__Task requirements__:
Identify every line of the data below that contains the word "concrete" and copy each one. Case counts.

==================================================

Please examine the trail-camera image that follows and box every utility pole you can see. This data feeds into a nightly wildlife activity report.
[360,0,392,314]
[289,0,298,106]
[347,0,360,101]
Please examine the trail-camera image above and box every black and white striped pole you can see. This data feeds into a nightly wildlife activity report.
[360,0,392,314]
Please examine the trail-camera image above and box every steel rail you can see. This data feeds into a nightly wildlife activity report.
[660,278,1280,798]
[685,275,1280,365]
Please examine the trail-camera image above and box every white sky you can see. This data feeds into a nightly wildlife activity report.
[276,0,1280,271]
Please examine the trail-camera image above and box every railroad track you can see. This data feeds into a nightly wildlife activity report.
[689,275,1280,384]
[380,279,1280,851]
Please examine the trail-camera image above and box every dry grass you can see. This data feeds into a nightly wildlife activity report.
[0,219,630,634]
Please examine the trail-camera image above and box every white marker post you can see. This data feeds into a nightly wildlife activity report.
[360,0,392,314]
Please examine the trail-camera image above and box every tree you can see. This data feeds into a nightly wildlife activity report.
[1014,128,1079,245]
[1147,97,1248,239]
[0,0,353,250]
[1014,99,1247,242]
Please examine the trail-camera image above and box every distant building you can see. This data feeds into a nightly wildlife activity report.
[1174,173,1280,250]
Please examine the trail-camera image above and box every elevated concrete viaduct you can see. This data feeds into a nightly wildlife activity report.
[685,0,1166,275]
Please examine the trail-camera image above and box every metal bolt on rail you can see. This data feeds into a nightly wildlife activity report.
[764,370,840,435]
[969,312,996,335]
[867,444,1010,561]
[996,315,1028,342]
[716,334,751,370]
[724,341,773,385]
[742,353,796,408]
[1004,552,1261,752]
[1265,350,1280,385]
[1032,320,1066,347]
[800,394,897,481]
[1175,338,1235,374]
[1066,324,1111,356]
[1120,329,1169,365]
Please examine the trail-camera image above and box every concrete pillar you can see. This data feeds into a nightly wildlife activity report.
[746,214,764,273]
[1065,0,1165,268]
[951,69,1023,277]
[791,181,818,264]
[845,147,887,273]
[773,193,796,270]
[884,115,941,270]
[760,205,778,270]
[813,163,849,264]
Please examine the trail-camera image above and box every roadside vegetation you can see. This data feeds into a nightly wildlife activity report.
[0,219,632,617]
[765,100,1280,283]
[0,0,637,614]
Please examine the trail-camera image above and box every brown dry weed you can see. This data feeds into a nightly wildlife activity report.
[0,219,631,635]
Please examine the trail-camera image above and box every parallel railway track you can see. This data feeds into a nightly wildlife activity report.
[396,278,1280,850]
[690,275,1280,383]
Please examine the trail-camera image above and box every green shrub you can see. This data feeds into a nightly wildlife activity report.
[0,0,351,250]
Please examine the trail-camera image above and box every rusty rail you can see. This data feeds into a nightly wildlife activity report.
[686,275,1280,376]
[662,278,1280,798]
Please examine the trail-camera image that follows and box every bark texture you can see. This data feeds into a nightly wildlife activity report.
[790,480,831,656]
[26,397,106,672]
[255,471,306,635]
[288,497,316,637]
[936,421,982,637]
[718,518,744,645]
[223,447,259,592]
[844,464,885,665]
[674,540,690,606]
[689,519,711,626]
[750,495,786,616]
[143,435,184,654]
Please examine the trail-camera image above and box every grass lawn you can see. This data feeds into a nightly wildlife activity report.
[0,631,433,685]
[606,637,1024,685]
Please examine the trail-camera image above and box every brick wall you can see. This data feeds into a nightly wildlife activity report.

==================================================

__Exercise answer__:
Please examine the trail-camera image above and box every elevated concrete viaduct you can see. This data feeds into a nightly wildlife activity report.
Please examine the trail-camera image above and box every concrete pillar you can see. This data feeds into a nightly wildlife activity report.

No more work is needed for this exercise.